++++ INFORMATION GIVEN ++++
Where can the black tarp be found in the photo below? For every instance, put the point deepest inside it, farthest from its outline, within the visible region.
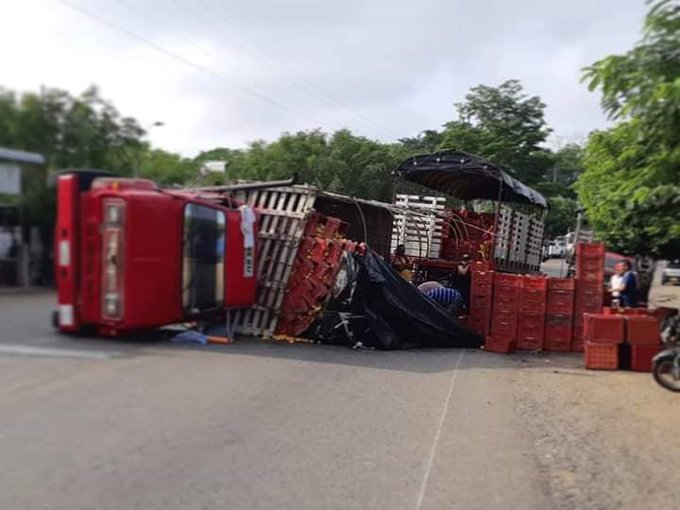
(467, 177)
(386, 312)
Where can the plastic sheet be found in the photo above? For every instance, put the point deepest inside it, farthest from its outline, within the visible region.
(386, 312)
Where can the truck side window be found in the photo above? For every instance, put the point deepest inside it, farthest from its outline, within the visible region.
(203, 259)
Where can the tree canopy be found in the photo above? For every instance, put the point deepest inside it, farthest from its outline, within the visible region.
(631, 183)
(500, 123)
(504, 125)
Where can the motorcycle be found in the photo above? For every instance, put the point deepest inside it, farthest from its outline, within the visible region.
(666, 364)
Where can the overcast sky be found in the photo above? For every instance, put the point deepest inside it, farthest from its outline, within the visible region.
(225, 72)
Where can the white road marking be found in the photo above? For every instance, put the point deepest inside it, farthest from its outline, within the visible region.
(30, 350)
(435, 443)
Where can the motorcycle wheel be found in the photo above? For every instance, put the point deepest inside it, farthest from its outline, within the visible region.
(663, 374)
++++
◆ **SHORT PROBLEM**:
Retype all of the material above word for word, with every line in its original order, and leave the pictures out of your copy.

◆ **REPLY**:
Where can the black tarp be found in the photo below? For every instance, put the point deepest inside it, farthest from its outline, within the visible region.
(467, 177)
(386, 312)
Where can the plastic sheet be found in the photo above? For every instance, put the point deepest inside it, farthest from its outline, within the visible region.
(386, 312)
Where can the truck side window be found in the photo above? For every instance, put the point deepest inside it, farthest from its outline, within the visible region.
(203, 259)
Where can the tree canopy be found in the photo above? For every instance, put the point deepest inside it, farthest from its outline, within the visible region.
(631, 183)
(500, 123)
(504, 125)
Where can the motorcycle be found in the photo above? For every instance, put the point deepest inside it, farthest from its outline, within the visible region.
(666, 364)
Where can the overcast sky be found in the photo above? For every instance, put the point deepest inside it, farthest from its outline, within the visible region.
(225, 72)
Where can the white road marking be found in the photo above? For every instance, put the point deepest inside it, farthest from its outline, within the visible region.
(30, 350)
(435, 443)
Where can the motorcycle wheel be found in the photo above? For every instance, put the point deepest inside it, farthest from its outline, within the visible region.
(663, 374)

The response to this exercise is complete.